СПИСОК ЗАДАНИЙ
a – Где, согласно отрывку о писательском съезде, проходил Шестой писательский съезд?
b – Напишите продолжение отрывка о писательском съезде, начиная с того места, где он заканчивается.

ТЕКСТ ДЛЯ ЧТЕНИЯ
Сюда зачастили всякие ихние литературные вожди, пытавшиеся властно нас ставить на место, – и Володя жестко и четко отвечал им. Кто бы подумать мог, что их окажется так много, и, главное, что и их рядовые писательские массы тоже не одобряют новых перемен! Помню совершенно жуткий Шестой писательский съезд в конструктивистском, в форме пятиконечной звезды, здании Театра Советской Армии в Москве, когда мы сидели, как в бурю на островке, среди злобно ревущего зала.

Вот, оказывается, каковы они, писательские массы! Более того, даже под кровом нашего Дома обнаружились недовольные, почему-то не верившие, что изменения приведут к лучшему. Пахло расколом.

Володя был прям и тверд. И выдерживал это напряжение довольно долго.

Сохранённые данные:
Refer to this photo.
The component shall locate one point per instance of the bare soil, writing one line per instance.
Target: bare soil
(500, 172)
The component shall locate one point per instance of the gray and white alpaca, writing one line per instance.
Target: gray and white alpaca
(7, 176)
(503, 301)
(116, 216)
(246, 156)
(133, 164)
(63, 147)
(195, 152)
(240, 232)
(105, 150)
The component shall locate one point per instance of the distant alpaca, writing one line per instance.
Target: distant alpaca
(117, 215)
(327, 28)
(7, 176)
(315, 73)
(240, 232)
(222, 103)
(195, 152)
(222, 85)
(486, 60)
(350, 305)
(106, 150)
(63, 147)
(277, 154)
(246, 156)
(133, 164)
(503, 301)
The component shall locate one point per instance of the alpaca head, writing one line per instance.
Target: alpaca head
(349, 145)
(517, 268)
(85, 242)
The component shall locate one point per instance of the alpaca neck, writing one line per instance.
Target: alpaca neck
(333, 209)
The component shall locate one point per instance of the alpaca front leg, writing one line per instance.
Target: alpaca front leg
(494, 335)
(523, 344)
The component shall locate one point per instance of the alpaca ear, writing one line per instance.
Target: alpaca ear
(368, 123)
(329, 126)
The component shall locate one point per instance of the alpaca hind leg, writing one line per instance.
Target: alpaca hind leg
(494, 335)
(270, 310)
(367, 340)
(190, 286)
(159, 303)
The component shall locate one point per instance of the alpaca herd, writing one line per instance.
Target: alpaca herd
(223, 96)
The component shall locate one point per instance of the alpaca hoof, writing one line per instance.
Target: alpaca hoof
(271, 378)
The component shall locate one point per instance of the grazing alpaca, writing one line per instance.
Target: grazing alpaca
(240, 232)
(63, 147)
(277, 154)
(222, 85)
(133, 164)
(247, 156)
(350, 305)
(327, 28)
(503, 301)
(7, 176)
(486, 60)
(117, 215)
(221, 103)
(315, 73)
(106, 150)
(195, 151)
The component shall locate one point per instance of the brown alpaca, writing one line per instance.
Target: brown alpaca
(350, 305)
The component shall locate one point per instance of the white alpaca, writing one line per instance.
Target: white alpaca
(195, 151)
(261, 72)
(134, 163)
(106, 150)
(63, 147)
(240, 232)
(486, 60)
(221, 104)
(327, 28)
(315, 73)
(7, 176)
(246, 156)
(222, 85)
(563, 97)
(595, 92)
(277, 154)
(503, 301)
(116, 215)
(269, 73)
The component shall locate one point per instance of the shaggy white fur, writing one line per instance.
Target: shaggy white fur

--

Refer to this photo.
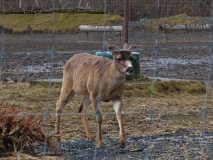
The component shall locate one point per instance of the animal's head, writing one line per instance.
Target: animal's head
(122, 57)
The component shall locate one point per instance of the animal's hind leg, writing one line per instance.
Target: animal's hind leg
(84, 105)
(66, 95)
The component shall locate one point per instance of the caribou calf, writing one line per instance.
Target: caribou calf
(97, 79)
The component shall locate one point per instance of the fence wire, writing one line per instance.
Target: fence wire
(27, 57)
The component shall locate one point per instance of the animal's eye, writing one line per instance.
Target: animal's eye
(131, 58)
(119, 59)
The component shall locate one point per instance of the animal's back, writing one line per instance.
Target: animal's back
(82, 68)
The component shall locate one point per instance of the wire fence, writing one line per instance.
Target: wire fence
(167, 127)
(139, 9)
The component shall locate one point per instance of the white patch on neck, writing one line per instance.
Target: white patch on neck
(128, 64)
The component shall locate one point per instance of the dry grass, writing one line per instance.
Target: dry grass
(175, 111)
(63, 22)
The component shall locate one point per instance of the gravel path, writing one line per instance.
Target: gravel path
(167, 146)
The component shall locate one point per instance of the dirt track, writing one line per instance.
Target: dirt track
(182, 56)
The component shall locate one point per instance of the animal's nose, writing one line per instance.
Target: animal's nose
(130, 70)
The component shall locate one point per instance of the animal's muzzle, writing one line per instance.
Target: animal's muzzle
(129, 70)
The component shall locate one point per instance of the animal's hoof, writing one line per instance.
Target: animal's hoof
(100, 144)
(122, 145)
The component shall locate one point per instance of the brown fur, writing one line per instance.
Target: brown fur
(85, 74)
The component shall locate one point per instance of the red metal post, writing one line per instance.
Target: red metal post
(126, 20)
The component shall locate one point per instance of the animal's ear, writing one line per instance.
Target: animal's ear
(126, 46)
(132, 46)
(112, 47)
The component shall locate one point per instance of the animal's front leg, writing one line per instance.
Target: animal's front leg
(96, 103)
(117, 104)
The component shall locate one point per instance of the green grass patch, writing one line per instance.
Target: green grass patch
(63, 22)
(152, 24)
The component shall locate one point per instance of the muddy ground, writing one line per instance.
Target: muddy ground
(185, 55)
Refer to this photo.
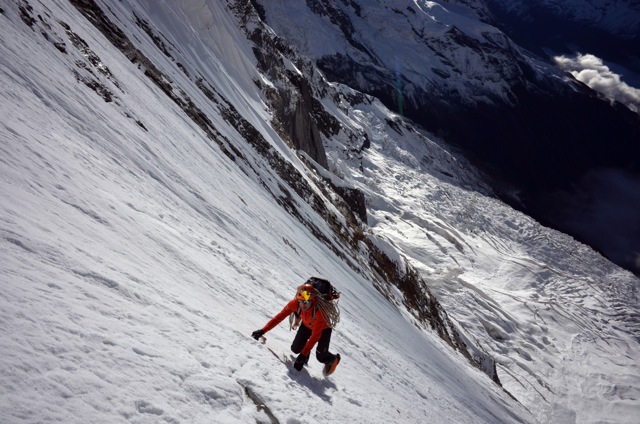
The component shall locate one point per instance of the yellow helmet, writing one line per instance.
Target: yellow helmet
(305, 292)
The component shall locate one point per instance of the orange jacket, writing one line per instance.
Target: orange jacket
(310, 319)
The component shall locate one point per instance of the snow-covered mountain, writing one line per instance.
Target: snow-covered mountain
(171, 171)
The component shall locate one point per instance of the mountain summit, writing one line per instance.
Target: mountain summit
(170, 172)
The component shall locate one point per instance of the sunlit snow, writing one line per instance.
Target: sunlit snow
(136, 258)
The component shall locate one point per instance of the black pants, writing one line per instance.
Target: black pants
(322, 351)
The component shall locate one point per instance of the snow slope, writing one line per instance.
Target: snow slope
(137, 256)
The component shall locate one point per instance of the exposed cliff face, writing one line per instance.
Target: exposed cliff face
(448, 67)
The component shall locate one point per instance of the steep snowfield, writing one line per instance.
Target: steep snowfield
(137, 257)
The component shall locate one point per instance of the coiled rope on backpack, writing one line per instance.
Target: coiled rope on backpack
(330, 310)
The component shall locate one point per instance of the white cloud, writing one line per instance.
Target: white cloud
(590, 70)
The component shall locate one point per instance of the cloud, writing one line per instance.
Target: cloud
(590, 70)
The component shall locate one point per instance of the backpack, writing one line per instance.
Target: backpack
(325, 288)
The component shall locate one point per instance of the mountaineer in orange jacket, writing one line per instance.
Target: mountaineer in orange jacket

--

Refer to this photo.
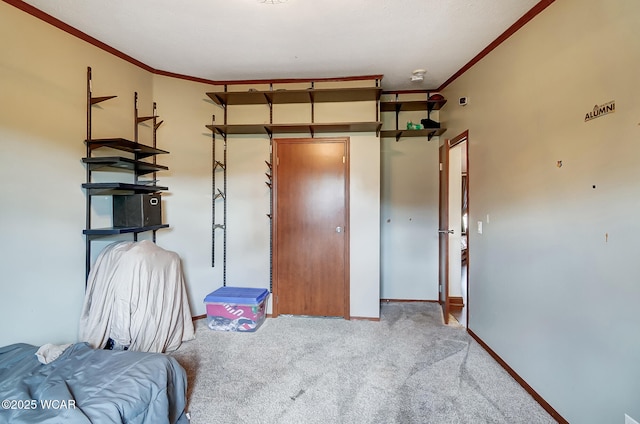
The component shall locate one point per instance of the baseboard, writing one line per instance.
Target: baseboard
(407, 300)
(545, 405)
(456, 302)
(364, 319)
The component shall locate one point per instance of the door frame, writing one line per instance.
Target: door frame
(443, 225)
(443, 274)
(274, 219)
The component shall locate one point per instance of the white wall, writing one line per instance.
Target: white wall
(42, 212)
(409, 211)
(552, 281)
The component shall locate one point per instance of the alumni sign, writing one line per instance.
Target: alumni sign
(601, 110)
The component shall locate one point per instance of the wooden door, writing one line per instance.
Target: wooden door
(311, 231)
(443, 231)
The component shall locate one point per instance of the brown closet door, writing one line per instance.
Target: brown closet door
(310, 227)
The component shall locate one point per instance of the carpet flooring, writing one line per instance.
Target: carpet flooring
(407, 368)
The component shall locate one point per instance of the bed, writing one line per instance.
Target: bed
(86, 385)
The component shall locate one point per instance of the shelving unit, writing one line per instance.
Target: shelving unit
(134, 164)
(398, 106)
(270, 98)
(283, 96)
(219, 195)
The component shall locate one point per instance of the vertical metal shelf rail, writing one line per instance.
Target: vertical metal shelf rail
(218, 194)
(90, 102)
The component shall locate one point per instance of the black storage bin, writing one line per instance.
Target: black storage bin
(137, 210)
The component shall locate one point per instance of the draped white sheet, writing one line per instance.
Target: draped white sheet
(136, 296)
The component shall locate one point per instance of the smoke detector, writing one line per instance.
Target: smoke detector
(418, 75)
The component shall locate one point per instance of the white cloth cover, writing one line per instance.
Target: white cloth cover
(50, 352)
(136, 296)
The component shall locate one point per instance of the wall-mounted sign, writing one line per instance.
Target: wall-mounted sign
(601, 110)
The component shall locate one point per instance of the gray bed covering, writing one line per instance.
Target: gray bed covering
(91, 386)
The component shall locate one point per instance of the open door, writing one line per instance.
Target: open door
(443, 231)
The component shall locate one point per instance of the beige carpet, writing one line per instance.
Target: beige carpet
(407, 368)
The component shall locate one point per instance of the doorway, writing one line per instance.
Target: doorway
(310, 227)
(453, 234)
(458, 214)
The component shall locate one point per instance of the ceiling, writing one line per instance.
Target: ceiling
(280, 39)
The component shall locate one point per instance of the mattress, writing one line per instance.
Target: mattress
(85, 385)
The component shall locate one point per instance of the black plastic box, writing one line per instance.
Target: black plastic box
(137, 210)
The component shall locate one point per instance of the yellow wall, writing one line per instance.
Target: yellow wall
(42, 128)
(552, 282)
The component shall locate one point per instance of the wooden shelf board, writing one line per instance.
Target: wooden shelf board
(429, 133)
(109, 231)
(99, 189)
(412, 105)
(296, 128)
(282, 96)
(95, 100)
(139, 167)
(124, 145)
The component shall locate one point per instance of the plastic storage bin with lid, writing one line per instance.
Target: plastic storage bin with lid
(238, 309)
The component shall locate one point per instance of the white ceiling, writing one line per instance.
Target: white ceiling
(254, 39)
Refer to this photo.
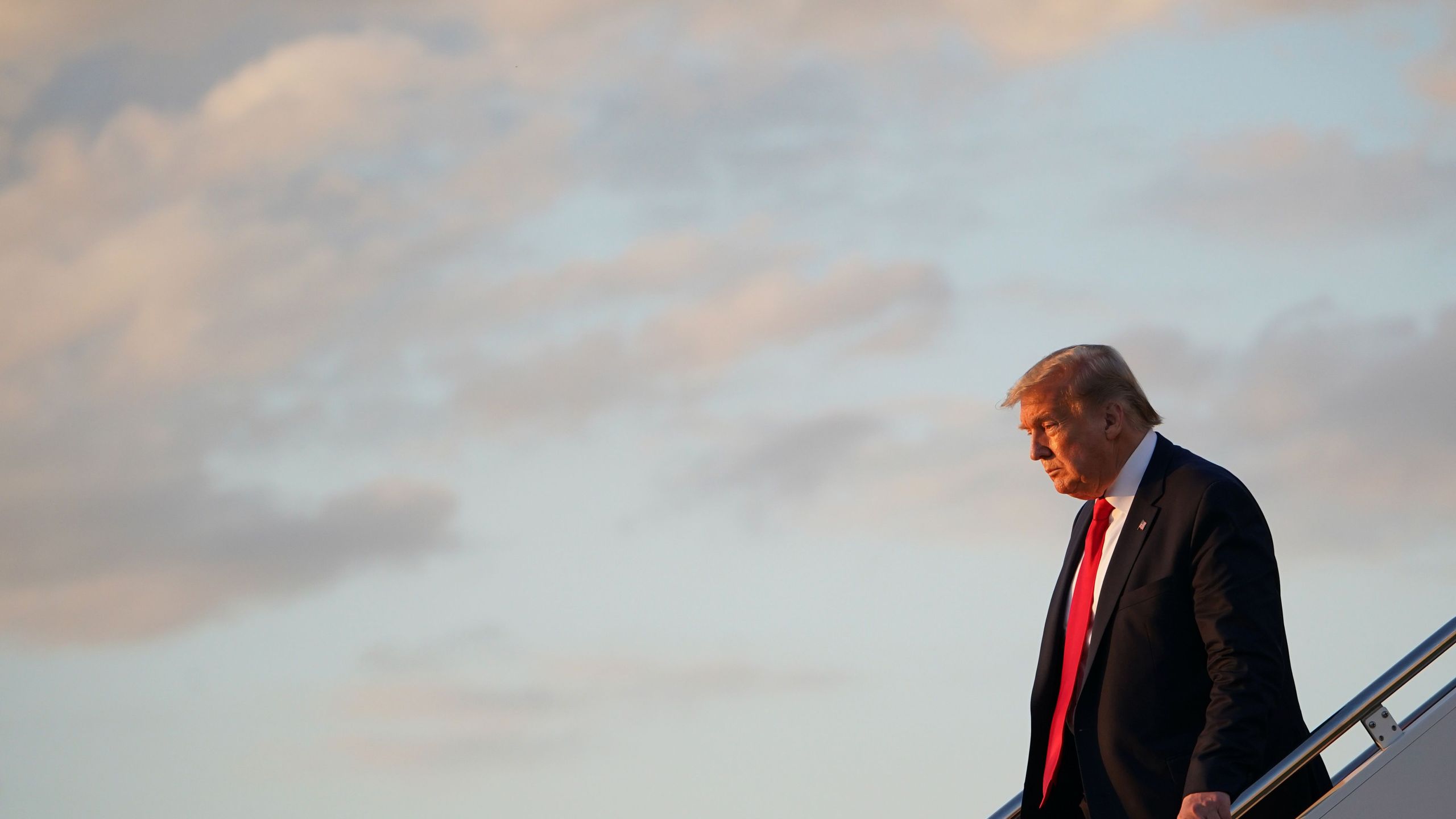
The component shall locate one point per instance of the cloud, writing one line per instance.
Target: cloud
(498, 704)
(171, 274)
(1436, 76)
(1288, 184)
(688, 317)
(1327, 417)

РЕЗУЛЬТАТЫ
a – В конструктивистском здании Театра Советской Армии в Москве, построенном в форме пятиконечной звезды.

b –
Не выдержал он тогда, когда и среди ближайших сподвижников нашлись недовольные. Оказалось, что принадлежность к прогрессивной партии вовсе не дает гарантий человеческого совершенства, оказалось, что и в наших рядах все непросто. Наш столбовой путь все больше разветвлялся на какие-то запутанные тропки, порой ведущие не вперед, а назад. Даже наши ближайшие союзники в Москве вдруг раскалывались на конкурирующие группы, делили дачи и чины, хотя чины уже не имели того веса, что раньше. Наши левые друзья становились крайне левыми и, чтобы победить своих соперников, бывших друзей, просто левых, неожиданно соединялись с крайне правыми, ушедшими от обычных правых, и т. д. Голова шла кругом. Но Володя требовал от своих помощников и от меня прежней четкости, активности, делал вид, что все идет по плану. Я защищался от наступившей ахинеи привычным способом – сидел с честно открытыми глазами, но думал о другом. Если все это переживать с прежней силой – пропадешь. Порой я вдруг внезапно зевал.

– Попович! Ну ты прям… какой-то митек! – восклицал Вова.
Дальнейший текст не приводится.